Start of DATA RECORDS
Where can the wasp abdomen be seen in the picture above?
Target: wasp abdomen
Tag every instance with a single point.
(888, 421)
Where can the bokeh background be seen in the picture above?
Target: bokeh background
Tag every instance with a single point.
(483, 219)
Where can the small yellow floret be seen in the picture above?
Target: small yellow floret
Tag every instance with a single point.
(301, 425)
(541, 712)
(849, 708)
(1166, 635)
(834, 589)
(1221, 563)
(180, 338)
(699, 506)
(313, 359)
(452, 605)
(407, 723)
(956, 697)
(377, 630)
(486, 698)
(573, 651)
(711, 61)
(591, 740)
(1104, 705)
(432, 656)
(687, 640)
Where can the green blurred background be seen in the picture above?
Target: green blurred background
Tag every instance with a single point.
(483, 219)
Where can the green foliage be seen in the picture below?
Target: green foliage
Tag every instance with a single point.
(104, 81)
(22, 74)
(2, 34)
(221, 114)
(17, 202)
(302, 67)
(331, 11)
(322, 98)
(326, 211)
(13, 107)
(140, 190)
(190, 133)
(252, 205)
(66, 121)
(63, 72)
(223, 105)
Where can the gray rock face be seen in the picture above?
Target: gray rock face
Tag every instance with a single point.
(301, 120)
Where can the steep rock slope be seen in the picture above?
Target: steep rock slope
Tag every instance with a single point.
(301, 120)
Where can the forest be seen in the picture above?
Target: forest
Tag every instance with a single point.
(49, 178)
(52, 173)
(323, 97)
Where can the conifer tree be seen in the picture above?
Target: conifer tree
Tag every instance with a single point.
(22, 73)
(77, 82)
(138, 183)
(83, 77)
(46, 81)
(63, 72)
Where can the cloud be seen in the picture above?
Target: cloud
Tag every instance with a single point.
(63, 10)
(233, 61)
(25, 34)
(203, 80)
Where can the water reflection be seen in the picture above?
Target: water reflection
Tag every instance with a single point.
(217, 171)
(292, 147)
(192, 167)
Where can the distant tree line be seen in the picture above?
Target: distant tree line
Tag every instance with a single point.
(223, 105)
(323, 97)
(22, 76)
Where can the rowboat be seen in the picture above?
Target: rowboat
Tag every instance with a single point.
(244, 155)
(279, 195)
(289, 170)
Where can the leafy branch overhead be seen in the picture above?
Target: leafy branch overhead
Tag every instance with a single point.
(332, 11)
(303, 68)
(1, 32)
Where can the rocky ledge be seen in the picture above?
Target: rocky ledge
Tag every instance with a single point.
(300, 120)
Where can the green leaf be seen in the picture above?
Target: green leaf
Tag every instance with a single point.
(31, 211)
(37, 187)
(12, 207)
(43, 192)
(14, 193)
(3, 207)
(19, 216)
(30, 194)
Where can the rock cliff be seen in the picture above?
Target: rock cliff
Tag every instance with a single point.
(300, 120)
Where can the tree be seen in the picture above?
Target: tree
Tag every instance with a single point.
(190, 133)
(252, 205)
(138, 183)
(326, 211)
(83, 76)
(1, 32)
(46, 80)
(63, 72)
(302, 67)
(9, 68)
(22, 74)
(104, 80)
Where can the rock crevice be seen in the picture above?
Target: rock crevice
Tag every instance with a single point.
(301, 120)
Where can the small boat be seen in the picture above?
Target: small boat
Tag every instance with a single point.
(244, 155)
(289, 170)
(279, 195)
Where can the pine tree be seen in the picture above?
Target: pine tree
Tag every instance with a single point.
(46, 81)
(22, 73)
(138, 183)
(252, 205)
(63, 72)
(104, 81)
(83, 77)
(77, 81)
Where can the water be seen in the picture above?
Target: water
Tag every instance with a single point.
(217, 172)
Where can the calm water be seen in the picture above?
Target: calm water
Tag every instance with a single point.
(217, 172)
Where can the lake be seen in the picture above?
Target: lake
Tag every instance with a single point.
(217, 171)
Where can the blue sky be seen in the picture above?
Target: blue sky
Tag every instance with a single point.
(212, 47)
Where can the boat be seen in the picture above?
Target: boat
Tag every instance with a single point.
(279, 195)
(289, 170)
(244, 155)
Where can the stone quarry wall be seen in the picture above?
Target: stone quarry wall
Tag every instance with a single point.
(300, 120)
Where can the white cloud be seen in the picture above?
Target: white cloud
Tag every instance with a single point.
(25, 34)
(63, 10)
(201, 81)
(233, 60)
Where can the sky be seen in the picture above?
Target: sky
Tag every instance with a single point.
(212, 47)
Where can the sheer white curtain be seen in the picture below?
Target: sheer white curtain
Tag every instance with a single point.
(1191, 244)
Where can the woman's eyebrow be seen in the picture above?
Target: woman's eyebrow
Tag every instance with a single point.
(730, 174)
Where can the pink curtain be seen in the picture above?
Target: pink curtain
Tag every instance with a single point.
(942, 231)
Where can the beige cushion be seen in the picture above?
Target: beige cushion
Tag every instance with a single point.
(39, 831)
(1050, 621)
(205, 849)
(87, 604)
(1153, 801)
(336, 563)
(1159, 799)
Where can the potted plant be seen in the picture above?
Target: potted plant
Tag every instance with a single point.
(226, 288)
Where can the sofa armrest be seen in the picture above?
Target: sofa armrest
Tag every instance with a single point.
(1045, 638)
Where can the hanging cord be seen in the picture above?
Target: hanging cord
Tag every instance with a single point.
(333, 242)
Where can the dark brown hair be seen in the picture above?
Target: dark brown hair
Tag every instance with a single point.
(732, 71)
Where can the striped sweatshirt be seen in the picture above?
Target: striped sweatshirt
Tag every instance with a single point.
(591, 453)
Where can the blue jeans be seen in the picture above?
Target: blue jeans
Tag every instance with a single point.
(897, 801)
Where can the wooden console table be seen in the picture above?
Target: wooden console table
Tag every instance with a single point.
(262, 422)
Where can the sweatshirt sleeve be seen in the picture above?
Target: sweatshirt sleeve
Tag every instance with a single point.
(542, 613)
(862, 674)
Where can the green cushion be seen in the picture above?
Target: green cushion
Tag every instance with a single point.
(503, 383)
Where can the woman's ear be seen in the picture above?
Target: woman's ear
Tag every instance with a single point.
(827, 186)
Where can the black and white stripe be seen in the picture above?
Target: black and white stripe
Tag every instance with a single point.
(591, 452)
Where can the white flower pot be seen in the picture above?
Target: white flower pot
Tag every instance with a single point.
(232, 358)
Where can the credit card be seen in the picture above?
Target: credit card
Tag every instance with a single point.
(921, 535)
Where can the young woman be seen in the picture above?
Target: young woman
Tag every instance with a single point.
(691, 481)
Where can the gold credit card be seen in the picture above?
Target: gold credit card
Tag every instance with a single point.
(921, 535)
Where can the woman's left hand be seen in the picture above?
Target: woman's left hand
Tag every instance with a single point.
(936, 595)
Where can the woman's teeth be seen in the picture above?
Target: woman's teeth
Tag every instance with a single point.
End of DATA RECORDS
== DIRECTION ==
Output the line containing "Where can the credit" and all lines after it to the end of the records, exactly as given.

== EXERCISE OUTPUT ==
Where can the credit card be seen in the picture above?
Target: credit card
Tag every instance with a single point.
(921, 535)
Where can the young woman be seen in the picture above?
Target: young woman
Tag every instance with a single point.
(691, 481)
Where can the gold credit card be seen in the picture above?
Target: gold credit card
Tag every instance with a single point.
(921, 535)
Where can the woman's left hand be seen in the picture above?
Target: woman's left hand
Tag every instance with a single point.
(936, 595)
Where can the woman's teeth be seen in the picture above?
Target: woman's teeth
Tag every instance with a single point.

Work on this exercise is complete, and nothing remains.